> **Exercise**:
In the entries below, find the line with "Provide the location of each instance of the distant" and the line with "Provide the location of each instance of the debris"; give again those lines and every line between them, exactly.

> **Record extracts**:
..............................

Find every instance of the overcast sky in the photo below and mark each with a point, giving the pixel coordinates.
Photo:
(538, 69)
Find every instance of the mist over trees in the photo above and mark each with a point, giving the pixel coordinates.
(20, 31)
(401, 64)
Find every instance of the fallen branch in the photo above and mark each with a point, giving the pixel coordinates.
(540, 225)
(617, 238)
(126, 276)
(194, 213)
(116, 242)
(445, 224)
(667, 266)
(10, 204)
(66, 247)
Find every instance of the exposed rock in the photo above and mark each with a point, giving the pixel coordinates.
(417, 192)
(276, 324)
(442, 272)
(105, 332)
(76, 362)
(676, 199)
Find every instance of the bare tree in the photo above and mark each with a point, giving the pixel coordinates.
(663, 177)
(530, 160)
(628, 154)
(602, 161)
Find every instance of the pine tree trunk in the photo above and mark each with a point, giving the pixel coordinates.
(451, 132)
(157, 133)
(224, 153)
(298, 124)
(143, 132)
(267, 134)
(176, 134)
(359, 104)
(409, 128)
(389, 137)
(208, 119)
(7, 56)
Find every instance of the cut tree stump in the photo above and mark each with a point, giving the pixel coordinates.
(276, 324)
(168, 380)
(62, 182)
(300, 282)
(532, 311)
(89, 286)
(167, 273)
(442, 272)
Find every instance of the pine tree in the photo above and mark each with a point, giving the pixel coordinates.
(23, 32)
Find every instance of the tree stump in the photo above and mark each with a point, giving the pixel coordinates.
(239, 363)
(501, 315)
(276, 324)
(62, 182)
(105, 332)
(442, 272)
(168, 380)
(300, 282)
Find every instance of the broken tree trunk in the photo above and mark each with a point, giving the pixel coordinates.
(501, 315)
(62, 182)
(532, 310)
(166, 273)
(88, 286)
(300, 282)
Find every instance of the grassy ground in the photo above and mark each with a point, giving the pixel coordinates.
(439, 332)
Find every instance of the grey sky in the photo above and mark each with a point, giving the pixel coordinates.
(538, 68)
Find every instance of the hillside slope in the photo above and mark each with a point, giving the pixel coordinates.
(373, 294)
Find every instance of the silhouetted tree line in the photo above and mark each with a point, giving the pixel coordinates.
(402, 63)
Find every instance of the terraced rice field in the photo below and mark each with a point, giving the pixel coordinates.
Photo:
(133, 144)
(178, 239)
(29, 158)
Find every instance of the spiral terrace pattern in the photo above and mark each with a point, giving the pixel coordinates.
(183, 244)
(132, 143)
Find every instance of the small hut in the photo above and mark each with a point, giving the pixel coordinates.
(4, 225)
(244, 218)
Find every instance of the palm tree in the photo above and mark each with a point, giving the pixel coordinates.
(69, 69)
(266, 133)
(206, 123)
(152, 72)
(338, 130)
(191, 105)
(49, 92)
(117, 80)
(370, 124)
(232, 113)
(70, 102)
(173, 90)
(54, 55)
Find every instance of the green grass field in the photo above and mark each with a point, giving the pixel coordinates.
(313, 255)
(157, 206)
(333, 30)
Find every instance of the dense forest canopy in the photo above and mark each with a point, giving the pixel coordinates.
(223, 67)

..............................

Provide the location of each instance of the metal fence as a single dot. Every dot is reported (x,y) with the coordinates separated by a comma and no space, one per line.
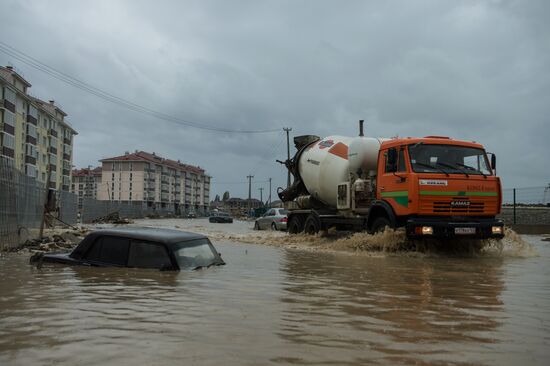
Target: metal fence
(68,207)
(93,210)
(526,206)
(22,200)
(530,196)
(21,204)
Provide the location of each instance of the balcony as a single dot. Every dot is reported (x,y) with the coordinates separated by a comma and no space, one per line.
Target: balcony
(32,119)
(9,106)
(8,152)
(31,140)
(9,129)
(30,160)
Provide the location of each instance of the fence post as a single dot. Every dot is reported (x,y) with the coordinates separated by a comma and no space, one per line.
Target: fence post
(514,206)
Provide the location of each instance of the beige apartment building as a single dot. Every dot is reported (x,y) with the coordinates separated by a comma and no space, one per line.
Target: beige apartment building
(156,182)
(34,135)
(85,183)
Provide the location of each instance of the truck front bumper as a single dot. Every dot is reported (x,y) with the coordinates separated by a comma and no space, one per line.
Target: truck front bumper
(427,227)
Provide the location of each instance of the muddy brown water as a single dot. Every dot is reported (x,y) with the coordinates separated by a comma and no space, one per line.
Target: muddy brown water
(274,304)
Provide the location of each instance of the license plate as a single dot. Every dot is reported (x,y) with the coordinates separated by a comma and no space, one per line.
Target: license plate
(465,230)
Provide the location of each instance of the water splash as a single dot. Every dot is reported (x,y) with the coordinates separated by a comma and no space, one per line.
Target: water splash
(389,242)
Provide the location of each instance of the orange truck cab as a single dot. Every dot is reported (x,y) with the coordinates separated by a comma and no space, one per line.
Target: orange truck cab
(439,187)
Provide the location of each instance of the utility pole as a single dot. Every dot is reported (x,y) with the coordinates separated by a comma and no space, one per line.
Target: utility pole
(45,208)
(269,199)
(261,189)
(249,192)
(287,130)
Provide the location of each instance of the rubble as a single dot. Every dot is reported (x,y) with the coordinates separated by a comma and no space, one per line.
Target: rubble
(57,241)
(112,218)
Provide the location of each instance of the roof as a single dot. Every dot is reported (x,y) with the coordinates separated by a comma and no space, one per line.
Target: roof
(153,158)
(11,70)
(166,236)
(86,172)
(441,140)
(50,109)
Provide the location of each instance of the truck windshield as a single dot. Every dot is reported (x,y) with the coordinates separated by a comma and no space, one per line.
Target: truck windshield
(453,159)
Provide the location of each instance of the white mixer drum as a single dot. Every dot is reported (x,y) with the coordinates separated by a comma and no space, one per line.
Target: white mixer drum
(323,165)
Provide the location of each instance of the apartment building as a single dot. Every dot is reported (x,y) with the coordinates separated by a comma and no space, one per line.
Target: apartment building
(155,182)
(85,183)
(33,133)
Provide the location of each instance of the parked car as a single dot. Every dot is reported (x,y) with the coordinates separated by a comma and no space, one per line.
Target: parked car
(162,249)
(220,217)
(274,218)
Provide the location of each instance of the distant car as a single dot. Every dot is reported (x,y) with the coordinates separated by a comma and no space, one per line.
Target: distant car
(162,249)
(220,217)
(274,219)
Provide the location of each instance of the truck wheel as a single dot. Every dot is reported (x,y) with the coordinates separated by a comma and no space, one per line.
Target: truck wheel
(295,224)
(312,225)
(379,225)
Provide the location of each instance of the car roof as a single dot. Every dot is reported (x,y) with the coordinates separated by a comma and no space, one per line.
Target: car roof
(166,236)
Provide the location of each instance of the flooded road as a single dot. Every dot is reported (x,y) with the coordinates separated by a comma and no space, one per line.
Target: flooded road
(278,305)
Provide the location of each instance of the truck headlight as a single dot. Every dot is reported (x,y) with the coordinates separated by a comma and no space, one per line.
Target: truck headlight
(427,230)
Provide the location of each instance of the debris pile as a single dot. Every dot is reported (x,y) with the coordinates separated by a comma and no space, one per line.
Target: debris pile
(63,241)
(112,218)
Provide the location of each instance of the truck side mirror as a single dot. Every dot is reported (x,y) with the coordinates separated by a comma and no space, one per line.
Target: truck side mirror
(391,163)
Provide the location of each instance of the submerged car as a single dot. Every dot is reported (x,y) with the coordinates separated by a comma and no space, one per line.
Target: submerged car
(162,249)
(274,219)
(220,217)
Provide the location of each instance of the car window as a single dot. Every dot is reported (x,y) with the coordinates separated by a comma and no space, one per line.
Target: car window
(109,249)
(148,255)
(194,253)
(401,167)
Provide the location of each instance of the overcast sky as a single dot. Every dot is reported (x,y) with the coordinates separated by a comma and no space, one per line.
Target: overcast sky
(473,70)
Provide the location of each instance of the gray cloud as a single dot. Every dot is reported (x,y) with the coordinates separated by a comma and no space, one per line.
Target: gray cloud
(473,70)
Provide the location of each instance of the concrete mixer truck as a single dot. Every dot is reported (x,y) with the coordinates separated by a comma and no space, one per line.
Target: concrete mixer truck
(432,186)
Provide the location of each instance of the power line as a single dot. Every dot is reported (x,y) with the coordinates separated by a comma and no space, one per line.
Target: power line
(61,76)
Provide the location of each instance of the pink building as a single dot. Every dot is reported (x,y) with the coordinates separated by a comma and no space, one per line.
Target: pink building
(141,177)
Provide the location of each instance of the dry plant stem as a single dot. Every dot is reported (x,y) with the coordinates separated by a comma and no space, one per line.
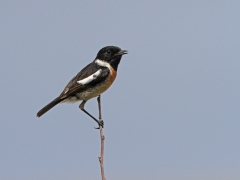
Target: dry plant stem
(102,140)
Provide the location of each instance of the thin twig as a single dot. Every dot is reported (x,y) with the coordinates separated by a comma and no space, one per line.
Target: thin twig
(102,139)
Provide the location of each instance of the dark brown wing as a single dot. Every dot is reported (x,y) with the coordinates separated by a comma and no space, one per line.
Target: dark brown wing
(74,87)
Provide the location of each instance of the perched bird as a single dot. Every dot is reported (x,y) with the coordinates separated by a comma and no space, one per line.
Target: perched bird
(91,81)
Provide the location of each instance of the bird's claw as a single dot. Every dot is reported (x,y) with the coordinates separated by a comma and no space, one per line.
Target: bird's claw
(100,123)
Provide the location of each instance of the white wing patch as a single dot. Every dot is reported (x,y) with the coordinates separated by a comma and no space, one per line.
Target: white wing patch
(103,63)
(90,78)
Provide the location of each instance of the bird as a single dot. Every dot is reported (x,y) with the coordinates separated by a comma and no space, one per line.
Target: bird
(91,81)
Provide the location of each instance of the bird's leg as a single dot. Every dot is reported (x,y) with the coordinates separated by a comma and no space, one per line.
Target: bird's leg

..............................

> **Response area**:
Provide the location of each instance of the distant car as a single dot. Every dot is reported (x,y) with the coordinates separated by a comma and no space, one per line.
Target: distant car
(162,249)
(220,217)
(274,219)
Provide the location of each instance of the truck wheel as a single dot. Every dot is reported (x,y) with the coordinates separated by a comma and no space, one per line.
Target: truck wheel
(295,224)
(312,225)
(379,225)
Provide the location of each instance of the car roof as a single dot. Every dot is reported (x,y) with the coordinates separated by a comma and no space, one per line.
Target: car roof
(166,236)
Provide the location of each instance of the flooded road as a single dot. Every dot is reported (x,y) with the coordinates separated by a comma and no space, one per line.
Target: flooded road
(278,305)
Provide the location of each instance of the truck headlight as a single dot. Every dot is reported (x,y) with the coordinates separated by a comma and no space, one per line.
Target: truck headlight
(427,230)
Provide the location of each instance of the debris pile as a single dot. Every dot is reported (x,y) with the coordinates separated by a comma and no space, one per line.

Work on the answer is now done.